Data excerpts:
+++++

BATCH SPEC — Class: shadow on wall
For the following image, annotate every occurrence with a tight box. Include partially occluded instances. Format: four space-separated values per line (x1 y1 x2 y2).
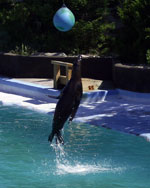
0 53 114 80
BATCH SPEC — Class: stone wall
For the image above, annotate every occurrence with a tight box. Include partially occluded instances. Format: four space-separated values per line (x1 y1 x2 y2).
113 63 150 93
0 53 114 80
1 53 150 93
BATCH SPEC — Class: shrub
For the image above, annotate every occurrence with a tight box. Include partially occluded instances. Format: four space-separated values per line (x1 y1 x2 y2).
116 0 150 64
0 0 115 56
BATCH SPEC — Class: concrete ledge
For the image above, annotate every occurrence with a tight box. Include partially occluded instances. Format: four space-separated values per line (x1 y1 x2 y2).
0 77 116 103
113 63 150 93
0 77 60 102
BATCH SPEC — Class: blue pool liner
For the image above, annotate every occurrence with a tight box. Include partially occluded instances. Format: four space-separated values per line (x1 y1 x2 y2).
0 77 60 102
0 77 150 141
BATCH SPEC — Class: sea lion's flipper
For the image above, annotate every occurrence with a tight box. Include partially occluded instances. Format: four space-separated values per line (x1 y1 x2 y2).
69 104 79 122
48 132 55 142
48 131 64 145
56 131 64 145
69 95 82 122
47 95 60 99
47 88 65 99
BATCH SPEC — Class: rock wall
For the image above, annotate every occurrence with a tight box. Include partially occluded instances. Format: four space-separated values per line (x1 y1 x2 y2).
0 53 114 80
1 53 150 93
113 63 150 92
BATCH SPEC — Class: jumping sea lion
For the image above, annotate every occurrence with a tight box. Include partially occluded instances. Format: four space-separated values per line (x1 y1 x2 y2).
48 55 83 144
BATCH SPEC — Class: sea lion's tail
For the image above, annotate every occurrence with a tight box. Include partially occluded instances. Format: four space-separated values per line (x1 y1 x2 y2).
48 131 64 145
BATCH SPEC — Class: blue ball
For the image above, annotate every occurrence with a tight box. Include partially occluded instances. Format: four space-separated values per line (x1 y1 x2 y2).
53 5 75 32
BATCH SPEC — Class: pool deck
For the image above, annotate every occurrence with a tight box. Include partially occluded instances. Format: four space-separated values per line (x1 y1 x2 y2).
14 78 115 91
0 77 150 142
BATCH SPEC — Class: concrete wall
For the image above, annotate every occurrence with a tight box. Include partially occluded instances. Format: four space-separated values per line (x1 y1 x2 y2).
0 53 114 80
2 53 150 93
113 63 150 93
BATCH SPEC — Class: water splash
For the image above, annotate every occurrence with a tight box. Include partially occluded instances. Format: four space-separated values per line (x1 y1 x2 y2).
56 163 113 175
51 143 124 175
82 90 108 104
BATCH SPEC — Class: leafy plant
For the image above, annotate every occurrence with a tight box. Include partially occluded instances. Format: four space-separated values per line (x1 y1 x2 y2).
10 43 36 55
0 0 115 56
146 49 150 64
116 0 150 64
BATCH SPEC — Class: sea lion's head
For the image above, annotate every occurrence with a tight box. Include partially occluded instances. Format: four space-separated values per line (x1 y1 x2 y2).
73 55 82 67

+++++

▸ To do: Could you copy every line in the records that holds "concrete"?

▸ Solved exercise:
BATCH SPEC — Class: concrete ledge
BATCH SPEC — Class: concrete wall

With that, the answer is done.